| Uit te voeren opdrachten |
1 - Vertaal uit de tekst over Roelandt Savery deze zin in het Engels: "Tot 1604 is weinig over het leven van Savery bekend."
2 - Beantwoord bij de tekst over Roelandt Savery deze vragen kort.
(a) In welk jaar en in welke stad werd Roelandt Savery geboren?
(b) Wie etste het portret waaronder dat te lezen staat?
(c) Wie was volgens Karel Van Mander de broer en meester van Roelandt?
3 - Schrijf de tekst over Roelandt Savery verder vanaf de laatste zin.

----- Tekst ter bespreking

Roelandt Savery die het schilderij 'Plundering van het Dorp' uit het Kortrijks museum heeft gemaakt is te Kortrijk in 1574 geboren. Dat kan men lezen onderaan een portret geëtst door de Amsterdamse Geertruy Roghman, naar het origineel van de Utrechtse portretschilder Paulus Moreelse. Algemeen wordt aangenomen dat het schilderij in 1604 is ontstaan, maar de datum onderaan de handtekening op het wafelijzer in de linkerbenedenhoek is nu moeilijk te ontcijferen.
Tot 1604 is weinig over het leven van Savery bekend.
Karel Van Mander, zijn streek en tijdgenoot, die hetzelfde jaar dat het schilderij gemaakt werd het lijvig boek uitgeeft waarin hij over zoveel 'doorluchtige schilders' uitvoerig vertelt, wijdt aan Roelandt terloops een regel. Dan nog om te verklaren dat om een idee te hebben over de kunst van de pas overleden Jacob Savery, men best eens kijkt naar het werk van Roelandt, zijn broer en leerling, die 'in manier van werken en kunstvaardigheid sterk doet denken aan zijn meester'. Die Jacob schilderde naar de trant van Bruegel. Het was dus geen zware fout wanneer U kijkend naar de reproduktie, niet in de eerste plaats aan Savery maar aan Bruegel hebt gedacht. Zoals Jacob Savery schilderde Roelandt toen naar de trant van Bruegel.

----------
----- Inhoud van dataset

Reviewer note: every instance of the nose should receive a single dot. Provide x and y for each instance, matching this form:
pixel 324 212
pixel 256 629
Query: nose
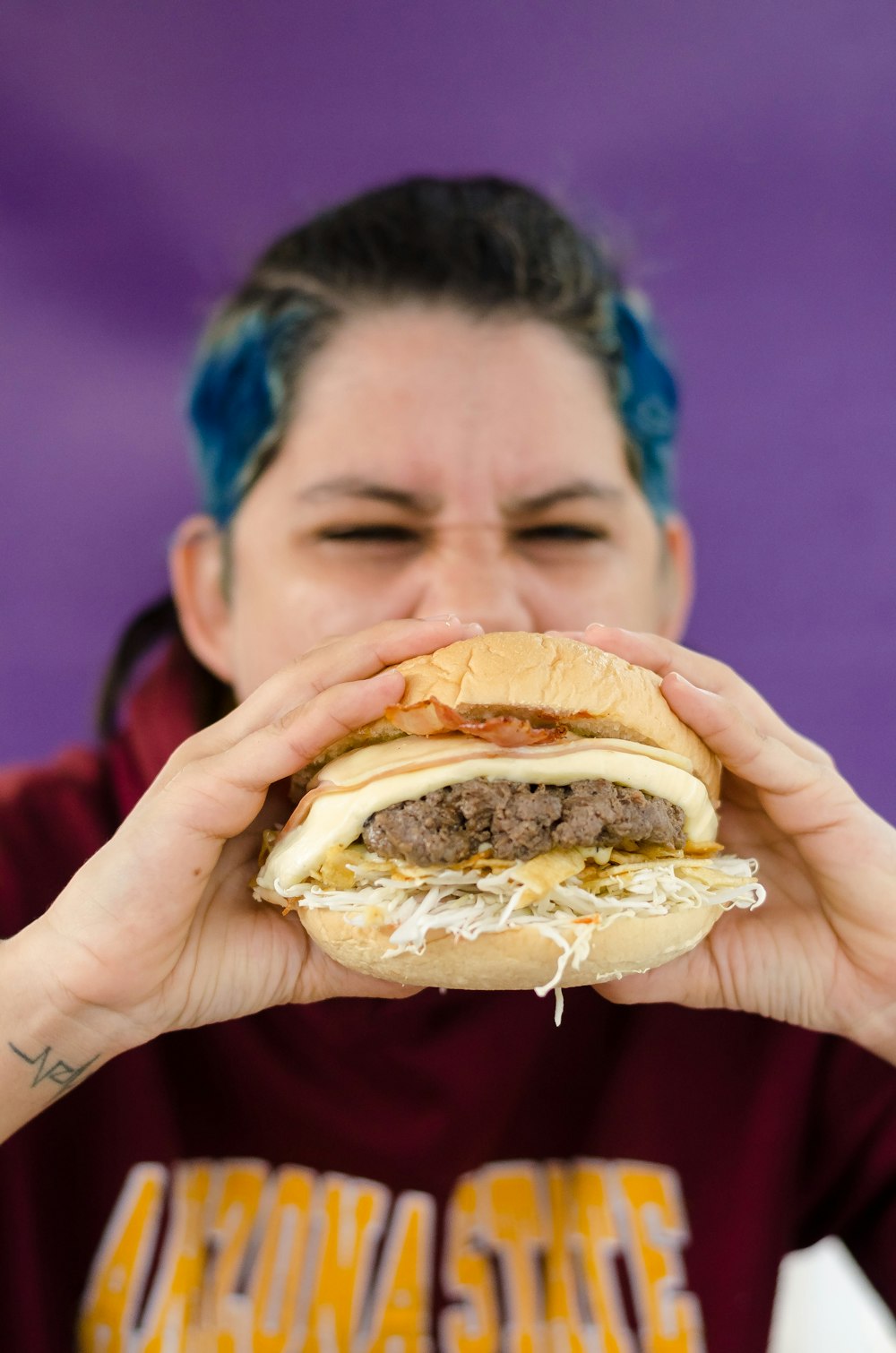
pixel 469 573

----------
----- Inhoud van dataset

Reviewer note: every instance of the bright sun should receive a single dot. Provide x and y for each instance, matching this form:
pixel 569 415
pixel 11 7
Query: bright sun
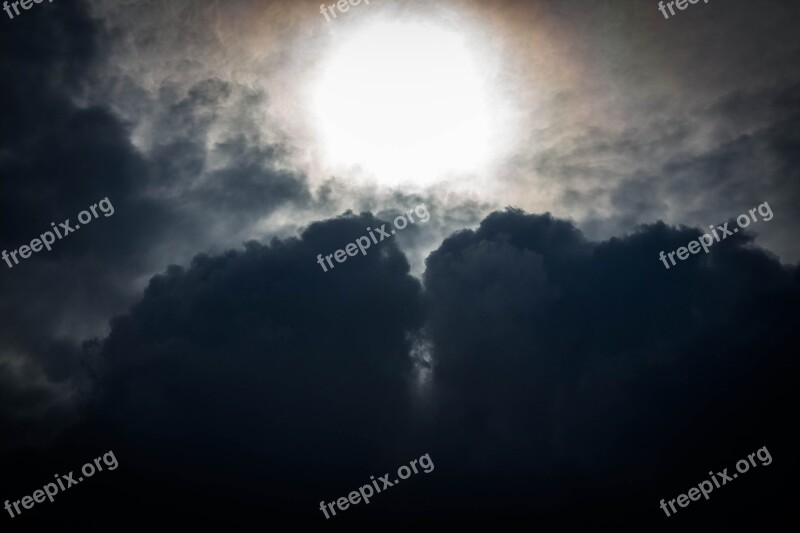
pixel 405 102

----------
----- Inhoud van dataset

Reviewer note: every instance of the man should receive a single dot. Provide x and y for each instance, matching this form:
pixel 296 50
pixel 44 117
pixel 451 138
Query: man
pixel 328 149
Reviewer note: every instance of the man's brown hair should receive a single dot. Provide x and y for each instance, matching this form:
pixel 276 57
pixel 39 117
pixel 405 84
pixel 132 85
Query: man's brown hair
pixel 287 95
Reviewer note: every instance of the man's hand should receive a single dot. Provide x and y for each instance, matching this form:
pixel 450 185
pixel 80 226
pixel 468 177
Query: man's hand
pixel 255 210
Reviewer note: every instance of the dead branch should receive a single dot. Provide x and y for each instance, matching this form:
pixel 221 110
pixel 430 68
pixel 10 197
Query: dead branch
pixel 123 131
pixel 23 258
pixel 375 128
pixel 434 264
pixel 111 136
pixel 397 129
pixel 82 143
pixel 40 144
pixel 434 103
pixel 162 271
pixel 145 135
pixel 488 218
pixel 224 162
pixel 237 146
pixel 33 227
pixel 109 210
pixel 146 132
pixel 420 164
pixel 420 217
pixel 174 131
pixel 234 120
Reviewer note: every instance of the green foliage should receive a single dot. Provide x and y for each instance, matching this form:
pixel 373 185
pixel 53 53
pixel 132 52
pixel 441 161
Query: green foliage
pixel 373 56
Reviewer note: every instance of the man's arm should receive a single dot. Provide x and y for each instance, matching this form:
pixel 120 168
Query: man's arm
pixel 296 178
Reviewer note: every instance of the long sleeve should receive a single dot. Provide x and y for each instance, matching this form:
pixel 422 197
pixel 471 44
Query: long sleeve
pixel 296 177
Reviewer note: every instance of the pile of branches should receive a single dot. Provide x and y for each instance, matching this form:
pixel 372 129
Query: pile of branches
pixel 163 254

----------

| Antwoorden |
1 - Little is known about Savery's life until 1604.

2 -
(a) In 1574, te Kortrijk.
(b) Geertruy Roghman.
(c) Jacob Savery.

3 -
Het onderwerp van het schilderij was eigentijds en populair. Sinds Bruegels 'Kindermoord' en 'Volkstelling' werd dergelijk thema meermaals hernomen want het sprak tot het gemoed van wie de bezetting door Alva van de zuidelijke Nederlanden had meegemaakt.
In de 16de eeuw vond men het niet verkeerd maar prijselijk een meester na te volgen en het is niet om de schilder te verkleinen dat Van Mander van een schilder getuigt dat hij aan een meester doet denken.
Onbetwist doet 'Plundering van het Dorp' denken aan Bruegels 'Kindermoord'. Het gebeuren grijpt in beide gevallen plaats in een ondergesneeuwd dorp met aan de linkerkant een huis met puntig dak en aan de overzijde een huis met trapgevel dat frontaal wordt gezien. Ook de bomen zijn nagenoeg gelijk geplaatst en niet alleen door het algemeen opzet met hoge horizonten, maar ook door details kan zonder kwaad vermoeden aan Bruegel worden gedacht.
'Plundering van het Dorp' is een in de traditie gegroeid schilderij dat echter Roelandt Savery's eigen visie laat aflezen. Hij vertelt a.h.w. langzaam en uitvoerig over een plotseling inrukken van soldaten in een dorp. Als uit een verstoord mierennest vluchten tot diep in de blauwe verte, wanhopige burgers. Op het voorplan is de rooftocht reeds gebeurd. Bij de boom links staan een drietal fijne ruiterspaarden uitgespannen. Een paar burgers worden opgeleid en een keffertje blaft nijdig naar een soldenier met snor en vuurvretersgezicht. In het midden hurkt een groepje dat een rode ruiter om erbarming smeekt. Deze zet hooghartig over hun hoofden heen zijn gesprek voort met een gevaarlijk dicht aandravend metgezel. In de rechterbenedenhoek, terwijl twee lallende soldaten bakkeleien, tellen twee anderen buitgemaakt geld en één ervan moffelt geld in zijn broekzak. Maar niet het geld is de grote buit, wel de veestapel. Achter de boom staat een door de soldaten afgespannen huifwagen. De paarden worden naar voren geleid, terwijl onder de kap van de wagen twee mensjes ontdaan toekijken.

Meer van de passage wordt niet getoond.